Reading passage:
begin

<x-flowed> Just a short historical note that's mostly irrelevant to the 527
controversy burning the wires up: It's just not true, as Richard asserts,
that every person of good will approved the Australian Ballot after
1888. In fact, that ballot, as I showed in "The Shaping of Southern
Politics" 30 years ago, was widely used in the South as a disfranchising
device, and there were major controversies over the same intentions and
effects in New York and New Jersey and perhaps elsewhere. It amounted to a
literacy test in English at a time when a great many voters weren't
literate in English.
And it could be manipulated. In Virginia in 1894, a ballot in one
congressional district was printed in German Fractur script. In Louisiana
in 1898, the election for delegates to the state's constitutional
convention, which was widely understood to have the purpose of
disfranchising blacks, was printed without party designations. In addition
to the district delegates (which were grouped by party with the Democrats,
who designed the ballot, in the first group), each voter had to vote for 36
delegates for the state at-large. There were four slates, with the regular
Democrats first. Each voter had 2.5 minutes to complete his ballot. One
state Supreme Court judge's ballot was invalidated because of that time limit.

end

Actions to take:
1. List every U.S. state named in the note on the Australian Ballot.
2. Copy the stretch of the note on the Australian Ballot from "And it could" through "that time limit.", renaming "ballot" to "ticket" throughout.
The material here was drawn from a separate source.

Recorded information:
begin

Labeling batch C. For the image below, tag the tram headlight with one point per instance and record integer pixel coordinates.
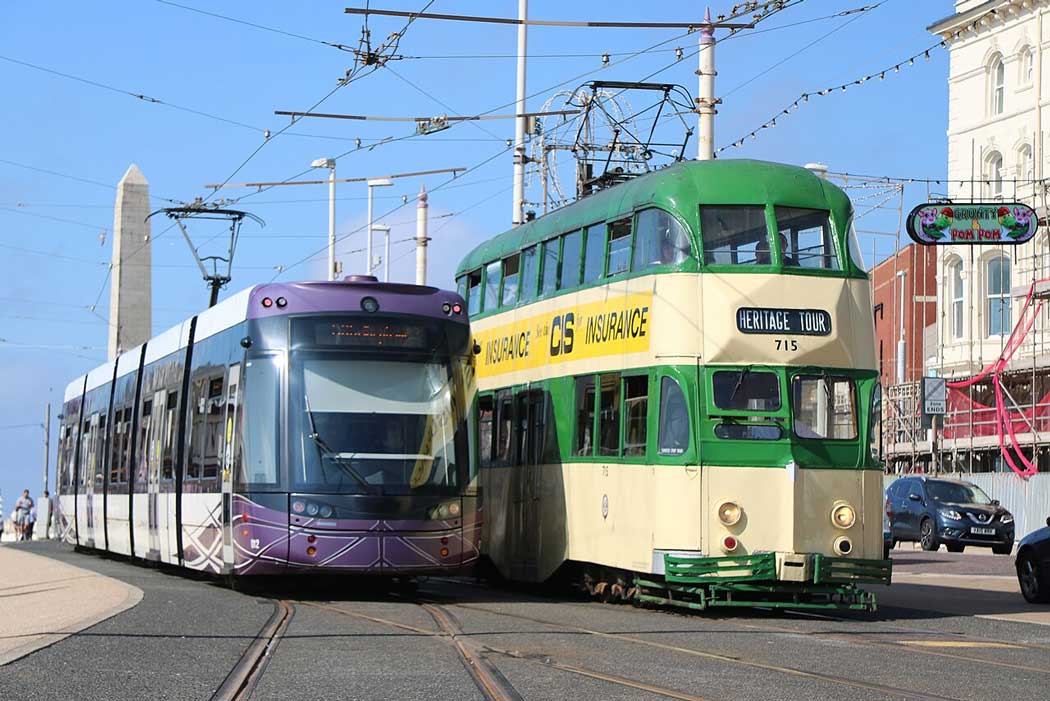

end

Task answers:
1. New York, New Jersey, Virginia, Louisiana

2.
And it could be manipulated. In Virginia in 1894, a ticket in one
congressional district was printed in German Fractur script. In Louisiana
in 1898, the election for delegates to the state's constitutional
convention, which was widely understood to have the purpose of
disfranchising blacks, was printed without party designations. In addition
to the district delegates (which were grouped by party with the Democrats,
who designed the ticket, in the first group), each voter had to vote for 36
delegates for the state at-large. There were four slates, with the regular
Democrats first. Each voter had 2.5 minutes to complete his ticket. One
state Supreme Court judge's ticket was invalidated because of that time limit.